Kelsey Pharr (January 10, 1917 – April 20, 1961) was a Rhythm and Blues singer, known as a member of the Delta Rhythm Boys.

==Biography==
Kelsey L. Pharr Jr. was born in Miami on January 10, 1917, the son of Kelsey Leroy Pharr, a prominent retired mortician and active in the Afro-American civil rights campaign, who, in 1939, was interviewed by Bertha R. Comstock for the Life History Project at the Library of Congress.

He attended Dunbar High School in Washington, DC. At Dunbar, he held the rank of Colonel of the Cadet Corps. He graduated as the valedictorian of his class. He then attended Northwestern University, being the first Afro-American man to appear in a drama production of the university. He also appeared in other drama productions in Chicago, and later went on Broadway as a cast member of Porgy and Bess.

Pharr left the musical to join the quartet Delta Rhythm Boys as a baritone. They appeared mostly in Europe, Japan and Hawaii. They were among the first Afro-American groups to appear in Miami Beach. Pharr was called "Miami's pride and joy" and was "openly homosexual".

While in Sweden in tour, Pharr became a personal friend of Ingemar Johansson. On January 21, 1941, Pharr, a gay man, married Mabel Mercer to give her a valid passport to leave Europe and enter the United States. The marriage was arranged by Mercer's then lover, Joe Carstairs.

While in Madrid, Spain, in 1960 Pharr discovered he had cancer and underwent a major operation in Paris. He spent the Christmas season in Miami with his father and left for Japan for work soon after. He returned to Honolulu, where he again fell ill and entered the hospital. He died on April 20, 1961, in Honolulu, Hawaii.

■ **Supplied data**:

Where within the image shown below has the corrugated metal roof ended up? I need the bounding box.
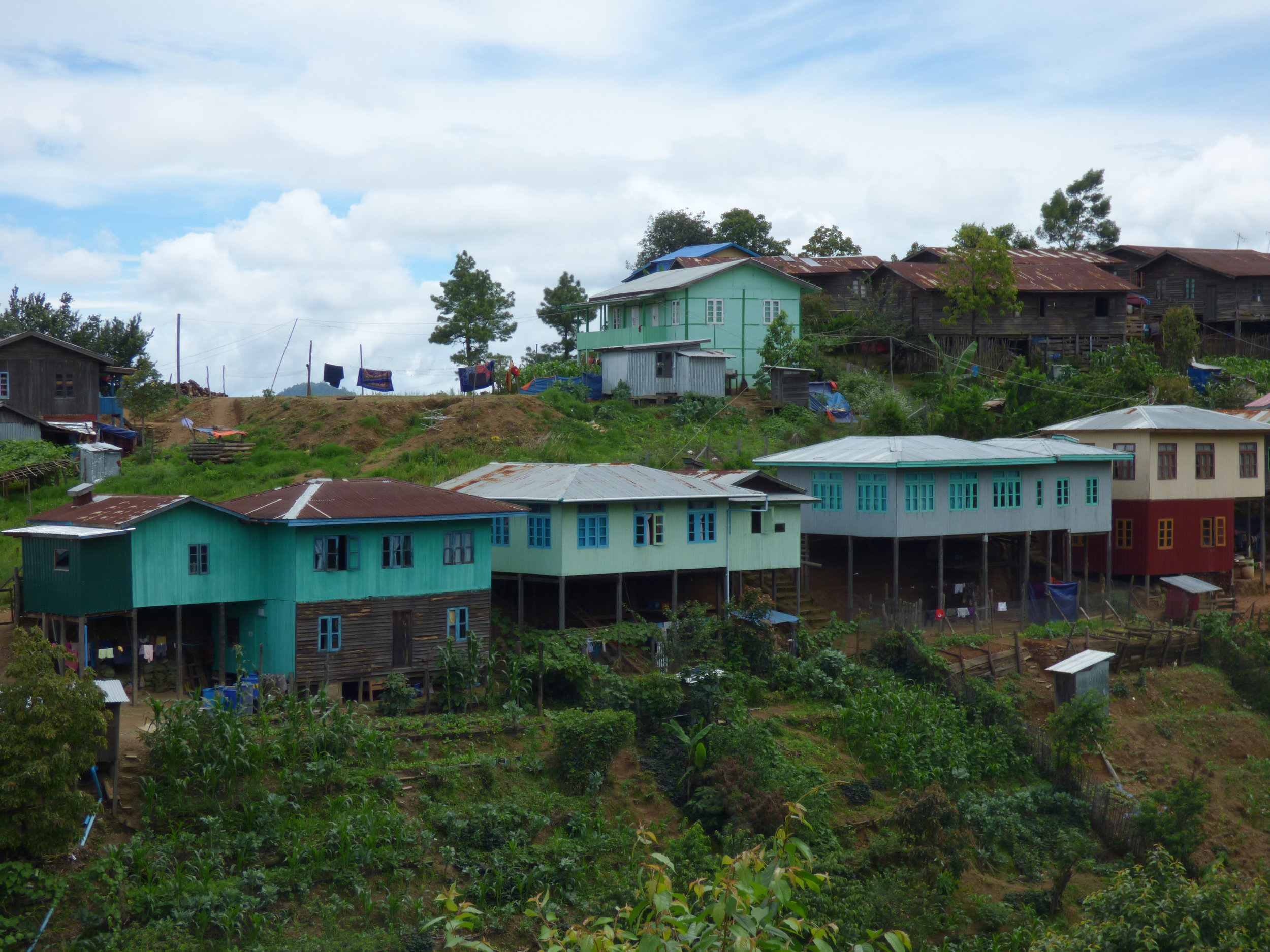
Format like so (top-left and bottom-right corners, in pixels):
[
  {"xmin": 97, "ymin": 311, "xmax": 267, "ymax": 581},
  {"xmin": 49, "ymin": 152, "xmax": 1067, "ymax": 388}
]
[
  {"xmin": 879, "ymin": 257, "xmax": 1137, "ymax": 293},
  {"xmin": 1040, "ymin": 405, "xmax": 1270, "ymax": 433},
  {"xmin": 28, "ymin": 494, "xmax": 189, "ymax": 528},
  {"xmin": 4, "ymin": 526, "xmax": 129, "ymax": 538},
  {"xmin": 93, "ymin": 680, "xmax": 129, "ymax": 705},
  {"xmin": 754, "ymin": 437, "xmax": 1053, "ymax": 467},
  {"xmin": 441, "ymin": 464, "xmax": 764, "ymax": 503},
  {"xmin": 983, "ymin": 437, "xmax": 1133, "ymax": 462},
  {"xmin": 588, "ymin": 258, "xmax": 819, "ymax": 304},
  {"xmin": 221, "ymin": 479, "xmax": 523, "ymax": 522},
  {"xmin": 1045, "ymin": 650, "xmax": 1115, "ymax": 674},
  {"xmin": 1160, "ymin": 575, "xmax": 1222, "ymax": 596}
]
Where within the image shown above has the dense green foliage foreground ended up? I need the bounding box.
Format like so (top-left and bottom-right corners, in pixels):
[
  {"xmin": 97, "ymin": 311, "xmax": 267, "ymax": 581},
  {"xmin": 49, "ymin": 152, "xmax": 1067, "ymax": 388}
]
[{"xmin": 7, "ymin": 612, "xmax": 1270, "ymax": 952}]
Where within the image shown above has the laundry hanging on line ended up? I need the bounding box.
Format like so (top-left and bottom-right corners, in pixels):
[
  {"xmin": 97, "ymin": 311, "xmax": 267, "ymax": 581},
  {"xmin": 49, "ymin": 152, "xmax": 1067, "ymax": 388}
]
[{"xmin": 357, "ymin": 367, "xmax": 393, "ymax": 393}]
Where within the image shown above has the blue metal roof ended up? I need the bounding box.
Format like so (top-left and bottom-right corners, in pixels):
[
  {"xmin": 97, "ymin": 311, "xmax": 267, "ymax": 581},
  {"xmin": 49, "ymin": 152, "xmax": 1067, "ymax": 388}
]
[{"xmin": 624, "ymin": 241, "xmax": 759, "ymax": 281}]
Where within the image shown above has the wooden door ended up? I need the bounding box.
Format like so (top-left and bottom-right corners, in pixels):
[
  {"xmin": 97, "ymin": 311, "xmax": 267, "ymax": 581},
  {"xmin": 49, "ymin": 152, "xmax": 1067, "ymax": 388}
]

■ **Task instructions**:
(A) According to the Kelsey Pharr biography, in what voice part did Pharr join the Delta Rhythm Boys?
(B) For each statement, say yes or no according to the Kelsey Pharr biography, and quote the words that decide it: (i) Pharr attended Dunbar High School in Washington, DC. (ii) Pharr had his cancer operation in Madrid. (iii) Joe Carstairs arranged Pharr's marriage to Mabel Mercer.

■ **Your responses**:
(A) He joined as a baritone.

(B)
(i) Yes: "He attended Dunbar High School in Washington, DC."
(ii) No: "underwent a major operation in Paris."
(iii) Yes: "The marriage was arranged by Mercer's then lover, Joe Carstairs."